DOCUMENT EXTRACT:
=== Section Start ===
But also, for those who are worried that there's no one watching the watchers, remember that FBI Director Cash Patel also provided consulting services for the government of Qatar, which he did not disclose to the Senate during his confirmation process, nor did he register under FARA.
They were a client of his until November of 2024.
You can't fly into Newark anymore.
I know.
It's uh, it's not safe.
We don't have enough air traffic controllers.
We're losing radar, but there's one plane, one plane that's going to be okay.
Maybe you can fit a lot more people on it.
So I never wanted to fly into Newark, so that's true.
Yeah, silverlining.
Teterborough.
But the, the, in a rare win for the at Democrats Twitter handle, they did put out, uh, like they pointed out that this is how, like, they said, like, this is how Trump flies, and this is how all of us fly.
And it was Trump in this, in all of his lavish private jets versus delays and security issues and, and near misses.
=== Section End ===
Answer these questions using the transcript.
(a) Until when was the government of Qatar a client of Cash Patel?
(b) What two problems does the transcript name as reasons Newark is not safe to fly into?
(c) Which Twitter handle is credited with "a rare win"?

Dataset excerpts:
=== Section Start ===
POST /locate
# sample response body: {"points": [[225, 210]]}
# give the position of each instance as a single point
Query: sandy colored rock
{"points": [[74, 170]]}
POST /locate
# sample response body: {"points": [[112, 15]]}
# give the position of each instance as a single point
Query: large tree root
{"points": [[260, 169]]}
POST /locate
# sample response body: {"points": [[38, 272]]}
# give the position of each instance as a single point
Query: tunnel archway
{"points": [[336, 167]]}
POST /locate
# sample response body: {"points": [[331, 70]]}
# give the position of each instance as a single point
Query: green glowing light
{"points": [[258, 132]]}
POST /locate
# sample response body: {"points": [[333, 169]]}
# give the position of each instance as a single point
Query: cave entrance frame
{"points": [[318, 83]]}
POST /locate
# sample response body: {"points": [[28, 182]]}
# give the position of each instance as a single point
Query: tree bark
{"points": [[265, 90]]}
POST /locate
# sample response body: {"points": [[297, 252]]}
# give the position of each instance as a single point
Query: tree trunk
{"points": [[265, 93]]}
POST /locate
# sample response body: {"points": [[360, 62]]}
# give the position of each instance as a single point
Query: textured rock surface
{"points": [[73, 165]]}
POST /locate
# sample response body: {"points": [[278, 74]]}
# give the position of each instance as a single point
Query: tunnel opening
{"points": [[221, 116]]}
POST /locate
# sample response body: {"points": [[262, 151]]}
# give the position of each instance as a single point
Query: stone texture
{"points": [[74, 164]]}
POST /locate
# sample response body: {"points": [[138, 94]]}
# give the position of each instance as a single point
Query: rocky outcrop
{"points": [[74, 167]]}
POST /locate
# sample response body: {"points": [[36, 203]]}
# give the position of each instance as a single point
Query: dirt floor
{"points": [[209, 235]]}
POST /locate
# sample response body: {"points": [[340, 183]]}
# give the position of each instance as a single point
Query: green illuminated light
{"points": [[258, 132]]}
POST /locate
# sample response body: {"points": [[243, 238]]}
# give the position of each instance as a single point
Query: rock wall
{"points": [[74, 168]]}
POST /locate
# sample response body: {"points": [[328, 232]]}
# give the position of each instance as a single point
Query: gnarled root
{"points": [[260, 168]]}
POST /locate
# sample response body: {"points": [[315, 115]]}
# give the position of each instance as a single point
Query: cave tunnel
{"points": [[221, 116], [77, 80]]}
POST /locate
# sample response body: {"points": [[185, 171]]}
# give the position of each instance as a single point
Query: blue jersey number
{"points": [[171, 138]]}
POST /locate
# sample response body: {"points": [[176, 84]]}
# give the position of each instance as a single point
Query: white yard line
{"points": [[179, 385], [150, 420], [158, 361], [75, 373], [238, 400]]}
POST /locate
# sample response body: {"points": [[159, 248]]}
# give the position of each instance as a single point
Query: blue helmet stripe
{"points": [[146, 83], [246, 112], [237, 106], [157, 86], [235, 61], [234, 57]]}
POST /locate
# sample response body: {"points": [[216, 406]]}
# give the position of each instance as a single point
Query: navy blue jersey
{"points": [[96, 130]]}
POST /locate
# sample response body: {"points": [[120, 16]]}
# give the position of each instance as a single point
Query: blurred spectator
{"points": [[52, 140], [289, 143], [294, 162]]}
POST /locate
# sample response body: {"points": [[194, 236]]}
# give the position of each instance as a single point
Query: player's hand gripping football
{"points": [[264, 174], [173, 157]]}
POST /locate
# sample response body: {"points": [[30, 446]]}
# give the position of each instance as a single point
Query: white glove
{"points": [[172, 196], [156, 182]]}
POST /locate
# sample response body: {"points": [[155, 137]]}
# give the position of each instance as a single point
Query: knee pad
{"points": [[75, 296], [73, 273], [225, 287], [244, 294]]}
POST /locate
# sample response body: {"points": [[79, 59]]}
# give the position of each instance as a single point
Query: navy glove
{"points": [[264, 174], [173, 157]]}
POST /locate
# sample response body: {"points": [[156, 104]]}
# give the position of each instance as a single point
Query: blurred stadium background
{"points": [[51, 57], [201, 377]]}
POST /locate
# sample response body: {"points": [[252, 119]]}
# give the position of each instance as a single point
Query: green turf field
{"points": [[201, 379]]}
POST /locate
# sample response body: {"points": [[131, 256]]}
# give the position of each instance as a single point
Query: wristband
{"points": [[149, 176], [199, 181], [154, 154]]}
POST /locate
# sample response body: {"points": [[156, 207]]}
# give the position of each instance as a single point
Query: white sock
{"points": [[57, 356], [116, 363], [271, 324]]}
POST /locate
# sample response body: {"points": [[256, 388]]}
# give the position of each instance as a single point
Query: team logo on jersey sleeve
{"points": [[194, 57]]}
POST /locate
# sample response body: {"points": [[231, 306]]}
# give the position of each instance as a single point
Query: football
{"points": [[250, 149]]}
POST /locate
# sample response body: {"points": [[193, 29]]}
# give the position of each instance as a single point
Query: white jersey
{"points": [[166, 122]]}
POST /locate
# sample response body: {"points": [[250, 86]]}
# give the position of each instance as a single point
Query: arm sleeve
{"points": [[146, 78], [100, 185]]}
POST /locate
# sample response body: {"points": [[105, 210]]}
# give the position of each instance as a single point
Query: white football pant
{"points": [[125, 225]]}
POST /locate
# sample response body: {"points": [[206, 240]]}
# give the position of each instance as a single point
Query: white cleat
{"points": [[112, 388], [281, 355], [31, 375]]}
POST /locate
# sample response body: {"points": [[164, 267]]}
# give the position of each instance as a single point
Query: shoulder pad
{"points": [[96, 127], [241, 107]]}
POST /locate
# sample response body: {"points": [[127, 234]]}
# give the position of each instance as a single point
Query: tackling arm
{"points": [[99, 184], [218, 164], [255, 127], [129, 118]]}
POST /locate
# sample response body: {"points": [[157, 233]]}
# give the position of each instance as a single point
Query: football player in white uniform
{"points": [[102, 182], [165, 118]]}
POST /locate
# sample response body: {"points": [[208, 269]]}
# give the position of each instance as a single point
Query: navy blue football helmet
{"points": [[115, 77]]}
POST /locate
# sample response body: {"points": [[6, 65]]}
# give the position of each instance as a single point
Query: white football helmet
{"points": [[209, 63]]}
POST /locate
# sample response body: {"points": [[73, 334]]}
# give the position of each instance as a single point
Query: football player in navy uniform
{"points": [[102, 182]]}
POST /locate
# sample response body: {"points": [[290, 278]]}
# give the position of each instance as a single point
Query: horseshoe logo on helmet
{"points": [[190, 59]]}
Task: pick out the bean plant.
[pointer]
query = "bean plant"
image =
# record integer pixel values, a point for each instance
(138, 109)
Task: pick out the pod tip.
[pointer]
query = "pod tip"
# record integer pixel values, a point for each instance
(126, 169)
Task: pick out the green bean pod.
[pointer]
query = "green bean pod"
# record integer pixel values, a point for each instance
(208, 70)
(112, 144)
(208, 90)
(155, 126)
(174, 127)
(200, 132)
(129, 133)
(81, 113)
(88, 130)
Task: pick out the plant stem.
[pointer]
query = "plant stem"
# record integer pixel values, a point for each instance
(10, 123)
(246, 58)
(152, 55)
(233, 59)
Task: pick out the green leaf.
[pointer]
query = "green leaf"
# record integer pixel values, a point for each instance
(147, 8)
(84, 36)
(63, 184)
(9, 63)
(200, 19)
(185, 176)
=== Section End ===
REPLY:
(a) Until November of 2024.
(b) There are not enough air traffic controllers, and radar is being lost.
(c) The "at Democrats" Twitter handle.